◆ **Passage**:

________________________________________

Spoon full or so cooked in butter then mixed with creamer and put in the morning coffee always worked for me.


----------



## mysunnyboy (Nov 4, 2012)

bowlfullofbliss said:


> get a can of coconut milk, and simmer about 7 grams in it, don't let it boil. simmer for maybe a .5 hr, cool, then put a shot in your coffee or something. you'll like it, i promise. don't make any plans for the day though.


no shit?


----------



## DimlyLitEye (Nov 4, 2012)

Kervork said:


> Spoon full or so cooked in butter then mixed with creamer and put in the morning coffee always worked for me.


yay, fnally a direct answer!

I'm just gonna cook it with butter and then pit in in bread and fuck it.

however, more opinions are welcome


----------



## poplars (Nov 4, 2012)

I think the coconut milk idea was the best.


----------



## DimlyLitEye (Nov 5, 2012)

Well , I decided that now it'll be trial and error, since I havent got a direct answer here. What bad can happen? At most I can pass out for half a day.

In my last post I thought I had found and answer but im unsure. a spoon full of weed makes a lot of butter, so ill have to eat too much i guess


----------



## poplars (Nov 5, 2012)

DimlyLitEye said:


> Well , I decided that now it'll be trial and error, since I havent got a direct answer here. What bad can happen? At most I can pass out for half a day.
> 
> In my last post I thought I had found and answer but im unsure. a spoon full of weed makes a lot of butter, so ill have to eat too much i guess



ok, I'll speak from experience here, which I have a lot of , with edibles.


the worst that can happen, you can get so high your whole world is either spinning or very intense have to sit in one place or you might puke or you might just pass out. don't take too much start low work your way up.

the other worst thing that can happen, is nothing, which means you messed up your method somewhere with either not enough heat, too much heat, not enough fat in the substance you are using, not enough weed, etc. 

as far as how much to use.... you have to figure out your dosages.


the average edible high takes about 4-6x more weed than how much you would use to smoke (usually). so you figure it out, do the math. this is as much info as I can give you, if you need anything else just ask and Ill try to answer.


----------



## quietecho (Nov 5, 2012)

Make Hash!


----------



## HeartlandHank (Nov 5, 2012)

start with 1/4 gram of high quality cannabis.


----------



## DimlyLitEye (Nov 6, 2012)

poplars said:


> ok, I'll speak from experience here, which I have a lot of , with edibles.

________________________________________

◆ **The tasks**:
1 – Quote the edibles thread word for word, starting at "## DimlyLitEye (Nov 5, 2012)" and ending at "poplars (Nov 5, 2012)".
2 – Extend the forum thread on making cannabis edibles, picking up after its final line.

________________________________________

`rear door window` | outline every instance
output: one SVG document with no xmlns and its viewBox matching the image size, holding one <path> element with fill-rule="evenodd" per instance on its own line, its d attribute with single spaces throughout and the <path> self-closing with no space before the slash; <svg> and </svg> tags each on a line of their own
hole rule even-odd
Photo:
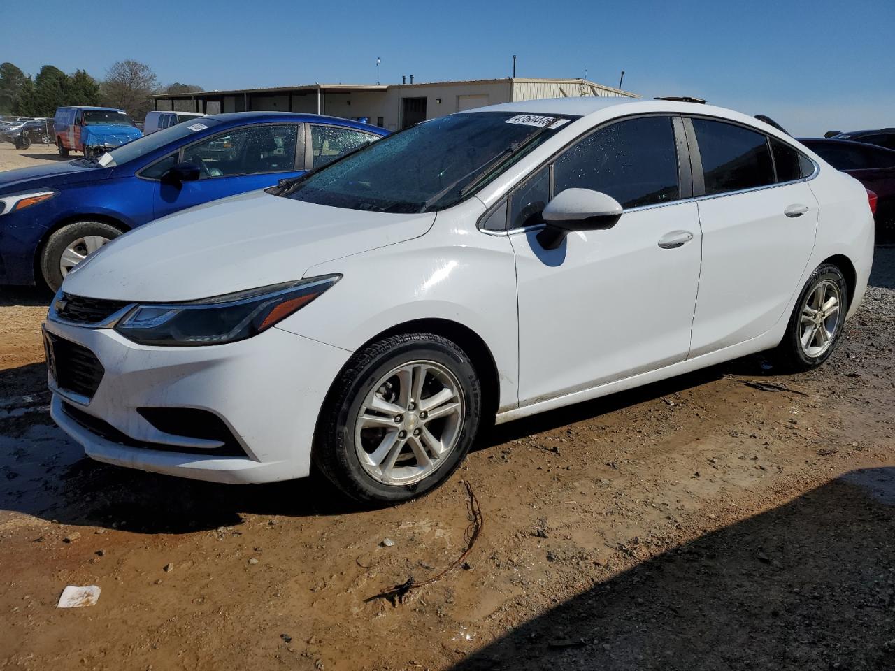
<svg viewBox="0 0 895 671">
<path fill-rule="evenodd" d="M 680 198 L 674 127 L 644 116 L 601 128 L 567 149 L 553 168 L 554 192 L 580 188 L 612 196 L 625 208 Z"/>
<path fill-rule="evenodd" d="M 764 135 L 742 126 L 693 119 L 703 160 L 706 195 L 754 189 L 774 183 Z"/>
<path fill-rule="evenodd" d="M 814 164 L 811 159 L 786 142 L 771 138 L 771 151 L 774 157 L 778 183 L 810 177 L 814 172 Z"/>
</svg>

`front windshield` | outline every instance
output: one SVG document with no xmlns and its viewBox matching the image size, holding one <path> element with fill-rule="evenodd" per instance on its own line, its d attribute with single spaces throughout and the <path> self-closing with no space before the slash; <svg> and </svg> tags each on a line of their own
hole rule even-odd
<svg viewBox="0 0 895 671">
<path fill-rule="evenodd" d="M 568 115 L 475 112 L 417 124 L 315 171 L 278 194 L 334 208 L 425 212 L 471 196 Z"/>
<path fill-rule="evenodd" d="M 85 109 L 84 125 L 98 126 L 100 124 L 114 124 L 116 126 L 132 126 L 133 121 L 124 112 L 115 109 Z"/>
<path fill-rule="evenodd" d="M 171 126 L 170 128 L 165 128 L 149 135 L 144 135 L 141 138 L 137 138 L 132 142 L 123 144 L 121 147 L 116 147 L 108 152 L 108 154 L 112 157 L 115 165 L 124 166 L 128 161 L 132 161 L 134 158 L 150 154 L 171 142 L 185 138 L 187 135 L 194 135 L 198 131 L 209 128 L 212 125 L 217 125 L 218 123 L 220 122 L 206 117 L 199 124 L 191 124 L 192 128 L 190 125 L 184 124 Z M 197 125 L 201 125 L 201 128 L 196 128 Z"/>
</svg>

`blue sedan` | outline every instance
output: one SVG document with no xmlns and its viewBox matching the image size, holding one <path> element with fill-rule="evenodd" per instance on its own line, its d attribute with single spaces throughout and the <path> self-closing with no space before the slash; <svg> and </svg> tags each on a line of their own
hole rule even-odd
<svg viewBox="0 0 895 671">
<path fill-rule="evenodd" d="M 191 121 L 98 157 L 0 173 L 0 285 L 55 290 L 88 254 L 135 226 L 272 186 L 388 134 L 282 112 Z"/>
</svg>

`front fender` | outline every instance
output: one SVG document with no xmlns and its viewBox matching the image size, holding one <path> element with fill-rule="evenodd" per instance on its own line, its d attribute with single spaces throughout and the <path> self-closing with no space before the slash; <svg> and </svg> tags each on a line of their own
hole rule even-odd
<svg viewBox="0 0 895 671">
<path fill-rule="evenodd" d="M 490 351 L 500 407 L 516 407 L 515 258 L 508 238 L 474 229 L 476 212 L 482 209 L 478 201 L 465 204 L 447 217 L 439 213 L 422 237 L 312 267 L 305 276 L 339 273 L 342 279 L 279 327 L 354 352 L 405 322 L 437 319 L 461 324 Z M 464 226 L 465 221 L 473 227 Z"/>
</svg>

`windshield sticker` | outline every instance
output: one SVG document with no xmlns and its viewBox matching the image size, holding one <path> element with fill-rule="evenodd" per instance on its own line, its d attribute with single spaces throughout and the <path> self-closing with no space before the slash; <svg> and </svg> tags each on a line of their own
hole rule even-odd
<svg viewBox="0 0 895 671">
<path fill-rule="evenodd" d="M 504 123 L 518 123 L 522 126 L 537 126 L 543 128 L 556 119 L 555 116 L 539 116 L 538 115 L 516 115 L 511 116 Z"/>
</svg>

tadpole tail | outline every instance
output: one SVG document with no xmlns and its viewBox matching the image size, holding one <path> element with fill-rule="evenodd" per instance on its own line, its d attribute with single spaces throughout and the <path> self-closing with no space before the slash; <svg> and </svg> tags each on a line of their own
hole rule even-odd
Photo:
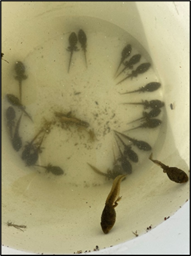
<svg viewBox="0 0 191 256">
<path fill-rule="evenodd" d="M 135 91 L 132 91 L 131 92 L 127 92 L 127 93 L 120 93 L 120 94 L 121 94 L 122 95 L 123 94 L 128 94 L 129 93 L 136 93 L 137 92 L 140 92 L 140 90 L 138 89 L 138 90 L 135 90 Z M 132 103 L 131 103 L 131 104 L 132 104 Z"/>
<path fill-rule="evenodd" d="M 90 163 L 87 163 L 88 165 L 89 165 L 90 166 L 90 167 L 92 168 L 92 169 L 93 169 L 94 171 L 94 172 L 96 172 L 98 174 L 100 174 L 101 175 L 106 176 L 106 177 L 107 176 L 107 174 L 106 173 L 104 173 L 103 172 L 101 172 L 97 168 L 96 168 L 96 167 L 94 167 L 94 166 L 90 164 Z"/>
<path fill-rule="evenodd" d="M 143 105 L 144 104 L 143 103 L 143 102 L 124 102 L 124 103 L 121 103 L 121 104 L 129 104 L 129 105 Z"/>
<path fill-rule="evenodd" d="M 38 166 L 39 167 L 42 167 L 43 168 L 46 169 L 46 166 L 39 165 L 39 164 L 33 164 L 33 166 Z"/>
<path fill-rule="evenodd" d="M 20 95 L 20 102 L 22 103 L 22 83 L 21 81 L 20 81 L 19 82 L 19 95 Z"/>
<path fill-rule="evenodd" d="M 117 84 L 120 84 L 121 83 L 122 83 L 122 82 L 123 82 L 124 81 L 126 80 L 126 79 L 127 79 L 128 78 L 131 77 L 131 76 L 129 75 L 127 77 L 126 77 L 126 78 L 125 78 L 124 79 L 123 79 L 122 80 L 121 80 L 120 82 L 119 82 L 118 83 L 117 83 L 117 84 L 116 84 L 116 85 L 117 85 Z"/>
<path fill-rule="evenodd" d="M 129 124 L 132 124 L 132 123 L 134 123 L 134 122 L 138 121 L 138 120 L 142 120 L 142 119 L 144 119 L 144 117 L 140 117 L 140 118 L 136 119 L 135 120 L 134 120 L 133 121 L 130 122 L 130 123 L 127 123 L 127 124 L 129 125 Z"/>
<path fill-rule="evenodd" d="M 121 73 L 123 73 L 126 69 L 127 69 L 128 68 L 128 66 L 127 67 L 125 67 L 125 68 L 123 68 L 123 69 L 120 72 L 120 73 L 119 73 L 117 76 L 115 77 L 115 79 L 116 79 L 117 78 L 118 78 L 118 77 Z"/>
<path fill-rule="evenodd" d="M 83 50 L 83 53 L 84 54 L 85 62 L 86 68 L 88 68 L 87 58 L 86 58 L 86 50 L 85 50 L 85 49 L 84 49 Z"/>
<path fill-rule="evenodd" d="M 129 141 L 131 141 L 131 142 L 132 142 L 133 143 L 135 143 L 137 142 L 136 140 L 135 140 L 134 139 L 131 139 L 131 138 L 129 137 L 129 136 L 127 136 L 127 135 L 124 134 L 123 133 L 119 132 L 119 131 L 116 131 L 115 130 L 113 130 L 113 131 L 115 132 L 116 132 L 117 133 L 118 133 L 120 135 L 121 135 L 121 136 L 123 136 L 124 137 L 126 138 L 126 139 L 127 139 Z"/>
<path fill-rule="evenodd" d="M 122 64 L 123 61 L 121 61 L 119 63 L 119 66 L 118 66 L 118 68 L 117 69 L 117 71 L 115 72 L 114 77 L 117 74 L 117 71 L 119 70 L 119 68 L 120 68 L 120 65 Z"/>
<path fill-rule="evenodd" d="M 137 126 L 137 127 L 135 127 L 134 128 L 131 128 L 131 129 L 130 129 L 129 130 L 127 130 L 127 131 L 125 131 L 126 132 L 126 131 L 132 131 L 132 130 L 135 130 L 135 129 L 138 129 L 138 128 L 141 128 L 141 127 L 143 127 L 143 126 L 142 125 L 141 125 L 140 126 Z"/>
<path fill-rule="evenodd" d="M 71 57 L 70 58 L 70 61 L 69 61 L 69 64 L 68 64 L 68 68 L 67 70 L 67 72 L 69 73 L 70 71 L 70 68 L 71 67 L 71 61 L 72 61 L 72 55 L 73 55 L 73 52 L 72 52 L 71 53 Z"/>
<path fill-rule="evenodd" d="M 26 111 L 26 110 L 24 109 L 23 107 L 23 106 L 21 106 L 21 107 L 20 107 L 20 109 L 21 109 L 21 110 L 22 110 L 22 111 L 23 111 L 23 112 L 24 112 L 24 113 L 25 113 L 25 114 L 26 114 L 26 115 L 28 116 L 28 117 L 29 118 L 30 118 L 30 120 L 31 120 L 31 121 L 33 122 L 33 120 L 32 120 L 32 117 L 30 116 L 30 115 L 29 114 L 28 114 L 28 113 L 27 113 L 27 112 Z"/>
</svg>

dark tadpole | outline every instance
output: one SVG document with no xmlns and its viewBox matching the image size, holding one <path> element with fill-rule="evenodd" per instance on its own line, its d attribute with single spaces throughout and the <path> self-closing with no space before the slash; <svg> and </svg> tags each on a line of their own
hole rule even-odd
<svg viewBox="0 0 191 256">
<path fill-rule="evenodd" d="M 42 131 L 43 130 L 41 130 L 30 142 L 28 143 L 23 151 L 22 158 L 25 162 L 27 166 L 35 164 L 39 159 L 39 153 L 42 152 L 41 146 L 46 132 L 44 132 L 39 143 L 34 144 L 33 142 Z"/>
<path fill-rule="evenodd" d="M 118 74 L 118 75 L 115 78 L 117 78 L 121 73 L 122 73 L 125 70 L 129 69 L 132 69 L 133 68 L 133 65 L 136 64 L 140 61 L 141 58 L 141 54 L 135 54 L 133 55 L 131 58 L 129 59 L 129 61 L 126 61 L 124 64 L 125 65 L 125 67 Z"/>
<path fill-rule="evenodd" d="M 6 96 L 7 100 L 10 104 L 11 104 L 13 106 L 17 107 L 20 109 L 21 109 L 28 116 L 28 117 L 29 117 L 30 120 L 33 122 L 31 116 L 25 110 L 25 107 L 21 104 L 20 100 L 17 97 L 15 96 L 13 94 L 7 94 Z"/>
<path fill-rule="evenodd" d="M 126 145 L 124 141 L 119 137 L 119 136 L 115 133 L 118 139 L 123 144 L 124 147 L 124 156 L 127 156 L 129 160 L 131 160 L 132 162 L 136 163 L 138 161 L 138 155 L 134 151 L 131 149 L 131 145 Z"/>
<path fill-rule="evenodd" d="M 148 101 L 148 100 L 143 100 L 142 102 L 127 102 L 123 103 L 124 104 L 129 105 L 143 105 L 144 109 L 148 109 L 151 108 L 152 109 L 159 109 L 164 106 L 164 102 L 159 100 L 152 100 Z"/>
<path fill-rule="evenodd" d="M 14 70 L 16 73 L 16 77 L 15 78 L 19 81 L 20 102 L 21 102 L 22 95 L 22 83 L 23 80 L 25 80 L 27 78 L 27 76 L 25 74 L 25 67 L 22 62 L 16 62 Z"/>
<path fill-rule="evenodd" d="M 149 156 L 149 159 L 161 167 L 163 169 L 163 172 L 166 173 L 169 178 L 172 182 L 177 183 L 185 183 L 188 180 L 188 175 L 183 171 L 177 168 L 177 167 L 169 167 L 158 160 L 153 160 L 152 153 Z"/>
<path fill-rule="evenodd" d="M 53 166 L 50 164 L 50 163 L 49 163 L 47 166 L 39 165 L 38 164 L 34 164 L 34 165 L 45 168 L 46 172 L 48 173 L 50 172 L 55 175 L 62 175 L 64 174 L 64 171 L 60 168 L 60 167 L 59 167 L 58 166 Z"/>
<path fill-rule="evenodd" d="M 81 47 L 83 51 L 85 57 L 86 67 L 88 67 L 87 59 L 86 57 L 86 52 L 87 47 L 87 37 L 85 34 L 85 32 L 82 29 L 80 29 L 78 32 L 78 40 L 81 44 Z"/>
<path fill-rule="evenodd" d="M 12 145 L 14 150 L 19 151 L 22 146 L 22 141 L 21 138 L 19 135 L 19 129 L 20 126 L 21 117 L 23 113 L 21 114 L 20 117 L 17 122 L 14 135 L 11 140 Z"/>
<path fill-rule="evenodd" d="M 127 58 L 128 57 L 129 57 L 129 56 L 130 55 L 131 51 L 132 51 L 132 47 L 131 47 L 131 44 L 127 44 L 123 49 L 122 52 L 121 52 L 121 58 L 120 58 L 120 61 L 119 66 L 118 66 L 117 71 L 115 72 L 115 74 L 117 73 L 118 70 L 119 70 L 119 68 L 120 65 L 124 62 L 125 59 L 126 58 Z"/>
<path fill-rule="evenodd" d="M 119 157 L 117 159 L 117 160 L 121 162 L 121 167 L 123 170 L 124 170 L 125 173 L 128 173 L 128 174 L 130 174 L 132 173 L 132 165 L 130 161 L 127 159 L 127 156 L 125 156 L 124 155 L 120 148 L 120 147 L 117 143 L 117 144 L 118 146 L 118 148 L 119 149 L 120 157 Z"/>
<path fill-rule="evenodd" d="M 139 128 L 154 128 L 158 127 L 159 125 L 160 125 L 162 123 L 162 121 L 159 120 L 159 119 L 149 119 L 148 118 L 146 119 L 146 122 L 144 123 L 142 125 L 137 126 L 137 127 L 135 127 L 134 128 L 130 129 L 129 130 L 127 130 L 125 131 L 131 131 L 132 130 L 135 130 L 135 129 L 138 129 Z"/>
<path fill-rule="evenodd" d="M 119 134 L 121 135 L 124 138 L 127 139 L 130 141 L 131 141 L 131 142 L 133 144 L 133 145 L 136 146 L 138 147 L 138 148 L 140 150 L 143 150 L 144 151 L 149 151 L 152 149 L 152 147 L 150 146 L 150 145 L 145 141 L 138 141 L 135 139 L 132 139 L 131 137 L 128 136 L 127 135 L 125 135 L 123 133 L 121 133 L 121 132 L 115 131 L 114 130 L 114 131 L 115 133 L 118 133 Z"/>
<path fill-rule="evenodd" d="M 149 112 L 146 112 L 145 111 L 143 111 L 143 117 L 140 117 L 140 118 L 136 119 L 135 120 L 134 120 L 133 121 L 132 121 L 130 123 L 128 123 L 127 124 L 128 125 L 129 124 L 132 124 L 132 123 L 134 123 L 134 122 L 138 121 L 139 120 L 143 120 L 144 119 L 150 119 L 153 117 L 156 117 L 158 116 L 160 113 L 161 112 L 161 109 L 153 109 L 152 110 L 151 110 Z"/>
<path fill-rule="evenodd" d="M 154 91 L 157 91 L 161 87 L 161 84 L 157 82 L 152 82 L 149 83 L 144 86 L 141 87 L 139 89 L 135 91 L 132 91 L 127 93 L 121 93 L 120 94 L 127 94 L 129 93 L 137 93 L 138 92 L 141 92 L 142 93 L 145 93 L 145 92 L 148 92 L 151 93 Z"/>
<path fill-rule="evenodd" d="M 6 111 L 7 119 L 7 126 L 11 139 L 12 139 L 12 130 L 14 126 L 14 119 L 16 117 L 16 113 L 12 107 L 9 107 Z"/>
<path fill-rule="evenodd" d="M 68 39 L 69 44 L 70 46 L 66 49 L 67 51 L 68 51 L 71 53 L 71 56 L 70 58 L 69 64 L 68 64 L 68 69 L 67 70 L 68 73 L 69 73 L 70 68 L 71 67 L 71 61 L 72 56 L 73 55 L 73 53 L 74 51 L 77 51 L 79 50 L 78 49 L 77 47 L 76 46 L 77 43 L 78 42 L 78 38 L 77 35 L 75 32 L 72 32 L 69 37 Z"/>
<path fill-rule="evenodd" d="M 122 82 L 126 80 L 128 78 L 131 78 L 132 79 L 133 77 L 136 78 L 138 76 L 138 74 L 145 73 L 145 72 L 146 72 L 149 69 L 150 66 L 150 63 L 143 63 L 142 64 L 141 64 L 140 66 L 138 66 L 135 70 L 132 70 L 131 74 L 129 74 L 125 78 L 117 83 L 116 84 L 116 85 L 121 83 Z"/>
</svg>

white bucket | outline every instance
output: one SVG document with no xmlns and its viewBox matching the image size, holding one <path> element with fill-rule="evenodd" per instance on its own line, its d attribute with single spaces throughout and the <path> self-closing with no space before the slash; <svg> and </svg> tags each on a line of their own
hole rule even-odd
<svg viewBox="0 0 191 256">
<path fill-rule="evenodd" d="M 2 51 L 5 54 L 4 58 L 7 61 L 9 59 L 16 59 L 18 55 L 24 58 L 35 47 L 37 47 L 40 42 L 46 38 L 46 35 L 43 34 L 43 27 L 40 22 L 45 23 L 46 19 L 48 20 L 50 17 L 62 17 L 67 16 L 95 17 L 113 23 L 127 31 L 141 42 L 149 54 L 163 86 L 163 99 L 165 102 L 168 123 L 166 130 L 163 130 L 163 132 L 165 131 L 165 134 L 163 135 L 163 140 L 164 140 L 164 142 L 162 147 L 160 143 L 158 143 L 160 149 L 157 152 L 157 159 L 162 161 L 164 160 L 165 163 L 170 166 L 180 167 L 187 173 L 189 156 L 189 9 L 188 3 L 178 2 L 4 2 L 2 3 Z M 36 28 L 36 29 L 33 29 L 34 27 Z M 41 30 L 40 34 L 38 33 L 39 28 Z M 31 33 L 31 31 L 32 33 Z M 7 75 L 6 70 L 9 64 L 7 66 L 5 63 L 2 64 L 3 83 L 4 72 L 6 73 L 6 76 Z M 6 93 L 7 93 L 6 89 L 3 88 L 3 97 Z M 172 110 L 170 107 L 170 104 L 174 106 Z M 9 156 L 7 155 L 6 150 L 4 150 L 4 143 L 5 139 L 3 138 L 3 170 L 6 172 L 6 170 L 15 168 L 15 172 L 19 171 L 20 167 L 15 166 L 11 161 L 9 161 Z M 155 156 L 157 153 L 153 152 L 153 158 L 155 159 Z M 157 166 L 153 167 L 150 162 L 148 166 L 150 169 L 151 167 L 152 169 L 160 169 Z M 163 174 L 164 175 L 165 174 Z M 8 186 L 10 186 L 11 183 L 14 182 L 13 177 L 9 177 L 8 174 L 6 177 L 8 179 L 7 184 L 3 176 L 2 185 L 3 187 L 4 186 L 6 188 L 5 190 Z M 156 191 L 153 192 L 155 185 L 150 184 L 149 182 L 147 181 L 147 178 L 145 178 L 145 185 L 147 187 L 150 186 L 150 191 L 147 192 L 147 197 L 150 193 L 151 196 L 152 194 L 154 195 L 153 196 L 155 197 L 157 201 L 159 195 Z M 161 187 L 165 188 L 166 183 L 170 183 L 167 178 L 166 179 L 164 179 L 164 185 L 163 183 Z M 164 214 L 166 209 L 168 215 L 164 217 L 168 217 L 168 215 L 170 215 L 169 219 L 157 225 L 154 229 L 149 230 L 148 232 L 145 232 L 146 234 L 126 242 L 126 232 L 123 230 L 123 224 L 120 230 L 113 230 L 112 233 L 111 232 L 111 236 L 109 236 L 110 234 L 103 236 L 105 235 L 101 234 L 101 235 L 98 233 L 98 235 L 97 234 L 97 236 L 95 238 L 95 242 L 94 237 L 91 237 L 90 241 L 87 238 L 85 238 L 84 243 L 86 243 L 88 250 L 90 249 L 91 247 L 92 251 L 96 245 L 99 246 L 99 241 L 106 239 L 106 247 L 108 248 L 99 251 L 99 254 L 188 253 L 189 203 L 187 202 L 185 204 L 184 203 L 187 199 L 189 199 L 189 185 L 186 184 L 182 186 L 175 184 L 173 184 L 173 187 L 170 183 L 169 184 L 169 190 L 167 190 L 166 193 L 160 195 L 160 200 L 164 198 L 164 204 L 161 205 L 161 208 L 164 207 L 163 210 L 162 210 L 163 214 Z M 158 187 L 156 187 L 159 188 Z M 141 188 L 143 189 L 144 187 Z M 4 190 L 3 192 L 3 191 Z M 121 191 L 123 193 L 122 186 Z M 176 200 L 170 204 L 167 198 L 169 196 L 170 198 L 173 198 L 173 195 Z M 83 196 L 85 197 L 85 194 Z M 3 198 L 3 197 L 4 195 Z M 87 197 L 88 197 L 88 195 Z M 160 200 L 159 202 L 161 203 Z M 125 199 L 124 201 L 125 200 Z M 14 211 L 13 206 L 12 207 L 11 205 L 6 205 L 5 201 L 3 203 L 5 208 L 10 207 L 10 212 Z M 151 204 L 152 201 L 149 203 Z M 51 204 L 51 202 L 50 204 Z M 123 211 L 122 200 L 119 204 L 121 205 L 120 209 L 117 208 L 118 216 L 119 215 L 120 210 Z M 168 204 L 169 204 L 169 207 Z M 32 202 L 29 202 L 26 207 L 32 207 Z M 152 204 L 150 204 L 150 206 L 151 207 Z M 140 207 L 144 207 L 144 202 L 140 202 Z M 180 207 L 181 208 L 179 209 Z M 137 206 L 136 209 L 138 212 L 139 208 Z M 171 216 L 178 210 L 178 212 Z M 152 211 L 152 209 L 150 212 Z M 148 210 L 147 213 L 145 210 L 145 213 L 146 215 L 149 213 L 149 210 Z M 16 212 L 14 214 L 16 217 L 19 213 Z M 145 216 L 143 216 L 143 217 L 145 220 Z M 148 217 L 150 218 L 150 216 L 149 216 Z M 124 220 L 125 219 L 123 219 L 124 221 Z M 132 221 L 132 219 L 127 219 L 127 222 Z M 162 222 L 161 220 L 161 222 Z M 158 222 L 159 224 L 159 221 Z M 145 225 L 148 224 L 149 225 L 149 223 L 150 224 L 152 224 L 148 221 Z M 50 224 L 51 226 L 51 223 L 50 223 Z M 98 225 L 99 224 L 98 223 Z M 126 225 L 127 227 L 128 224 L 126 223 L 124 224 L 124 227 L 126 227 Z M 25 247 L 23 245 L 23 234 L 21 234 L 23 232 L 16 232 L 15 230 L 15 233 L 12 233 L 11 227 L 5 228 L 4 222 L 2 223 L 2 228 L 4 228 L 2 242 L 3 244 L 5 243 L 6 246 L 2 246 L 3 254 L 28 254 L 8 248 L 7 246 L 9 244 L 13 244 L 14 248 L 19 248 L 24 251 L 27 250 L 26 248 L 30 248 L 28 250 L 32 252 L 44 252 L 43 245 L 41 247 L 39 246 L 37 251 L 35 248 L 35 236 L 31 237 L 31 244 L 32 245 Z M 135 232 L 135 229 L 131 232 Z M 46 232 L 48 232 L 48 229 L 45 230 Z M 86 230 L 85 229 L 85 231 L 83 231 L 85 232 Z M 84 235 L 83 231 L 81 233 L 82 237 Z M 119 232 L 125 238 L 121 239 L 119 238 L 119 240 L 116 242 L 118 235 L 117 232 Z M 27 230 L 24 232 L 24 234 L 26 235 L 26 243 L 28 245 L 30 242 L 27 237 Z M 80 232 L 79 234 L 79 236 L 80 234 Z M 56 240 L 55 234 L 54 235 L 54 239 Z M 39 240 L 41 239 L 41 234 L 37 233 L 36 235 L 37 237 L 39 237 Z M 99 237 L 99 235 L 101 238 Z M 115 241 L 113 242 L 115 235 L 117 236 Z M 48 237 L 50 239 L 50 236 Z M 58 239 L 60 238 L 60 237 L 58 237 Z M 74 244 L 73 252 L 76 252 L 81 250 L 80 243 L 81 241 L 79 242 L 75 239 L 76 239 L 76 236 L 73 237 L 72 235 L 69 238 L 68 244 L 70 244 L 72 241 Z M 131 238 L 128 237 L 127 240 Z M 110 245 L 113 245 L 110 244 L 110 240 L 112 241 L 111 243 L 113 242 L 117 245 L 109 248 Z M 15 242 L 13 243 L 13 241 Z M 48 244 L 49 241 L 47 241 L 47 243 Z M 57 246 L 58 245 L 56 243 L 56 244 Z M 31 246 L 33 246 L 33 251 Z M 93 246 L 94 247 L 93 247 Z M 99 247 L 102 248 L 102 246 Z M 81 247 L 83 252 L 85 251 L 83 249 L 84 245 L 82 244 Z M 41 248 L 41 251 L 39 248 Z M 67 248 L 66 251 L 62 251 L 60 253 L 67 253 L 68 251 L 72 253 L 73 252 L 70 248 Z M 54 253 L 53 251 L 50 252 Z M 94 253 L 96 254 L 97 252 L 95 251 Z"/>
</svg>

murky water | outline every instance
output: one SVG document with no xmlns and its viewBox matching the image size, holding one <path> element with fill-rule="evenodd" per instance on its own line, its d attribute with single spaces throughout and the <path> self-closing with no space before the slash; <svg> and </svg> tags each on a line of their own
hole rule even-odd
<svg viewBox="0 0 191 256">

________________________________________

◆ **Answers in order**:
1 –
## DimlyLitEye (Nov 5, 2012)

Well , I decided that now it'll be trial and error, since I havent got a direct answer here. What bad can happen? At most I can pass out for half a day.

In my last post I thought I had found and answer but im unsure. a spoon full of weed makes a lot of butter, so ill have to eat too much i guess


----------



## poplars (Nov 5, 2012)

2 –
> 
> 
> the worst that can happen, you can get so high your whole world is either spinning or very intense have to sit in one place or you might puke or you might just pass out. don't take too much start low work your way up.
> ...


thanks for the reply!

I've got some questions, the guy above said 1/4 of gram, thats much less than what you said. which one is right?

When you make an edible do you eat everything you made at once? If not, how much do you eat in each time you wanna get high? thats what i wanna know


----------



## poplars (Nov 6, 2012)

DimlyLitEye said:


> thanks for the reply!
> 
> I've got some questions, the guy above said 1/4 of gram, thats much less than what you said. which one is right?
> 
> When you make an edible do you eat everything you made at once? If not, how much do you eat in each time you wanna get high? thats what i wanna know



depends... if you're making a single dose coconut milk mixture then yeah I'll drink all that in one thing.


if you're using more than it's a multiple dose one.

you use how much weed it takes to get you high X 4 to 6. 


so, say it takes you .3g to get high, you'd probably want a 1.5 gram dosage in edibles. so if you wanted to make brownies with 12 doses, you'd have to use 18 grams and make some oil or something.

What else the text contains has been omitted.